Posted on 04/26/2002 5:55:11 PM PDT by Ernest_at_the_Beach

Caltech’s Thomas Sterling, often referred to as the “father” of Beowulf clusters, recently joined the board of directors of a relatively obscure financial firm called JJX Capital. JJX plans to build a massive AMD Athlon processor-based cluster to help it try and predict the future direction of the financial markets before its competition can. The company has labeled the machine “the largest commercial supercomputer in the world for securities trading using AMD Athlon microprocessors.” Supercomputing Online interviewed Sterling this week to learn more.




SCO: You've recently joined the board of directors of JJX Capital. Please give us a little background on the company and why you agreed to join the board.


STERLING: I was pleased to serve on the board of directors for JJX Capital because they combine long-term vision with near term practical solutions for bringing high performance computing to the important market of financial services. The JJX strategy combines my interests in Beowulf-class cluster computing (see my August Scientific American article on do-it-yourself supercomputers) with my research in Petaflops-scale computer architecture. They have synthesized a dream team of experts in the mission critical areas that promise to lead the industry in financial planning services through high performance computing.

_Information shown_
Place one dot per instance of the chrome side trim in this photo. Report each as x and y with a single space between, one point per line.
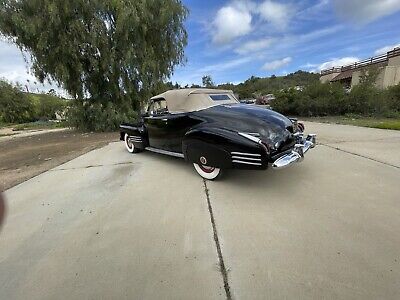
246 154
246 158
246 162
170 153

...

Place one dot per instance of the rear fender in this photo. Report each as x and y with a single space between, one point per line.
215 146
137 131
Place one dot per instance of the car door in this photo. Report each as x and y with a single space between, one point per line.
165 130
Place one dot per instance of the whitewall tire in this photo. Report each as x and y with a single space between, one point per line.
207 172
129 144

_Exercise set_
A. From the post about Thomas Sterling and JJX Capital, print the passage that begins at the words "STERLING: I was" and stops after "high performance computing.".
B. Name every institution, company, or publication that the post about Thomas Sterling and JJX Capital mentions.
C. Carry on the Thomas Sterling interview about JJX Capital from its last sentence, writing the next part.

_Task-by-task outputs_
A.
STERLING: I was pleased to serve on the board of directors for JJX Capital because they combine long-term vision with near term practical solutions for bringing high performance computing to the important market of financial services. The JJX strategy combines my interests in Beowulf-class cluster computing (see my August Scientific American article on do-it-yourself supercomputers) with my research in Petaflops-scale computer architecture. They have synthesized a dream team of experts in the mission critical areas that promise to lead the industry in financial planning services through high performance computing.

B.
Caltech
JJX Capital
AMD
Supercomputing Online
Scientific American

C.
And I'm able to bring my expertise to have meaningful impact on the success of this visionary enterprise. Joining forces with JJX Capital was a no-brainer.



SCO: JJX recently announced that it plans to build what it refers to as "the largest commercial supercomputer in the world for securities trading using AMD Athlon microprocessors." Please give us some details about this monster of a machine? Things like how many processors, interconnects, memory, peak performance estimates, a best guess on when it might be up and running, etc.


STERLING: This system will indeed be a very large Beowulf-class cluster system with in excess of 1000 nodes of dual Athlons with an aggregate memory greater than 1 Terabyte and a peak performance on the order of 2 Teraops. Assuming the business plan is followed (highly likely), they should be operational in less than six months.



SCO: To the best of your knowledge, how does JJX plan to exploit the capabilities of such a machine? How much funding (roughly) do they plan to throw at this?


STERLING: I am not liberty to release the business plan for JJX although I'm sure that Fitzpatrick would be pleased to brief you as appropriate. The goal is to provide superior financial modeling and faster response to changing conditions to deliver early financial projections; thus enabling sound decision making at the earliest possible time. This can be a powerful edge in the financial markets. I understand that JJX has a written offer for an initial funding at $25 million.



SCO: Once things are going smoothly with it, would you send me a few hot stock tips? I've been taking a beating recently.


STERLING: I'm just a wizard. If I knew of some hot stock tips, I wouldn't have to use my brains to make a living.



SCO: Are clustered systems particularly well suited to financial types of applications?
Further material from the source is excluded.